- **Task to complete**
Echo back the material below word for word, everything from its start down to the line containing "[(133, 45)]", with both ends included. Leave the pictures out of your answer.

----- Material to process

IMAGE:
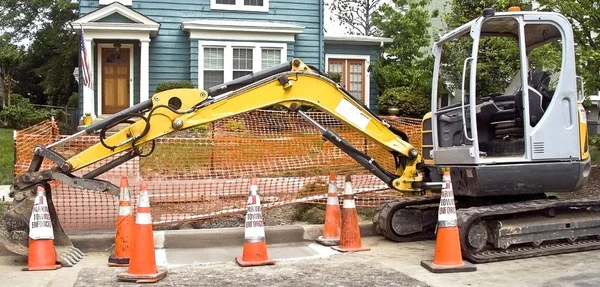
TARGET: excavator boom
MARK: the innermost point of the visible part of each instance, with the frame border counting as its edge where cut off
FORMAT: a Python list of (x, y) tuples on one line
[(292, 85)]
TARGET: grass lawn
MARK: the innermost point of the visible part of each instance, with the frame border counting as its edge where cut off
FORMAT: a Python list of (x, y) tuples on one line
[(6, 156)]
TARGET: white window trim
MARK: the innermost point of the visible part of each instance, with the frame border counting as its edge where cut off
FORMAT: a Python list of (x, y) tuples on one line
[(228, 56), (367, 59), (239, 6), (131, 73)]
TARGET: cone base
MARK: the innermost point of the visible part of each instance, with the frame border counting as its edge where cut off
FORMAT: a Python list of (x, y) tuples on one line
[(328, 241), (243, 263), (435, 268), (118, 261), (142, 278), (350, 249), (42, 268)]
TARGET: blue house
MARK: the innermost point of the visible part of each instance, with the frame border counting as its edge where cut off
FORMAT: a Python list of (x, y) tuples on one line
[(133, 45)]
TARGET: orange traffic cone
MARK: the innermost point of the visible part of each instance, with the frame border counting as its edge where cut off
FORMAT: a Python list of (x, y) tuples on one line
[(142, 264), (255, 247), (332, 227), (448, 256), (42, 254), (350, 238), (125, 223)]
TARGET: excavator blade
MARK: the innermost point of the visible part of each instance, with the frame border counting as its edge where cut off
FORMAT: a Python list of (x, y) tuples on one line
[(14, 231)]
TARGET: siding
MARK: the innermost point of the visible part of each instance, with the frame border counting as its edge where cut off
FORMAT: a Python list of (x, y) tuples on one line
[(372, 51), (173, 56)]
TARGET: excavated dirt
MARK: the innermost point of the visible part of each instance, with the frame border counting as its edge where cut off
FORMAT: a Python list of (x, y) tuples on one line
[(314, 214), (591, 188)]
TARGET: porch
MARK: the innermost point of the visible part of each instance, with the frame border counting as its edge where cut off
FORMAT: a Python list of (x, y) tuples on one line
[(117, 44)]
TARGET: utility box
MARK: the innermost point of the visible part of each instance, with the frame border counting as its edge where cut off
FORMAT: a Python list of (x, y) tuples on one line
[(593, 116)]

----------

- **Complete response**
IMAGE:
TARGET: excavator boom
MARK: the innermost point of the visible part of each instance, with the frame border counting as its edge where cut off
FORMAT: a Python list of (x, y) tuples on one line
[(292, 85)]
TARGET: grass lawn
MARK: the innermost point of the visible part of each instance, with the frame border counting as its edge where cut off
FORMAT: a Python list of (x, y) tuples on one line
[(6, 156)]
TARGET: white window trim
MARK: the innermost point of the visible part of each instance, with the frame border counting as its edge where cut off
FORMAT: a Python list of (x, y) tuples on one line
[(228, 56), (367, 59), (239, 6), (131, 73)]
TARGET: cone base
MARK: the innermost point of the visible part of each instance, with the frame border counting as its edge where cut off
FORMAT: a Python list of (x, y) tuples on one line
[(328, 241), (243, 263), (435, 268), (118, 261), (142, 278), (350, 249), (42, 268)]
TARGET: blue house
MARK: the innermost point of the visible part of each instance, with the frame border counting as its edge where cut off
FORMAT: a Python list of (x, y) tuples on one line
[(133, 45)]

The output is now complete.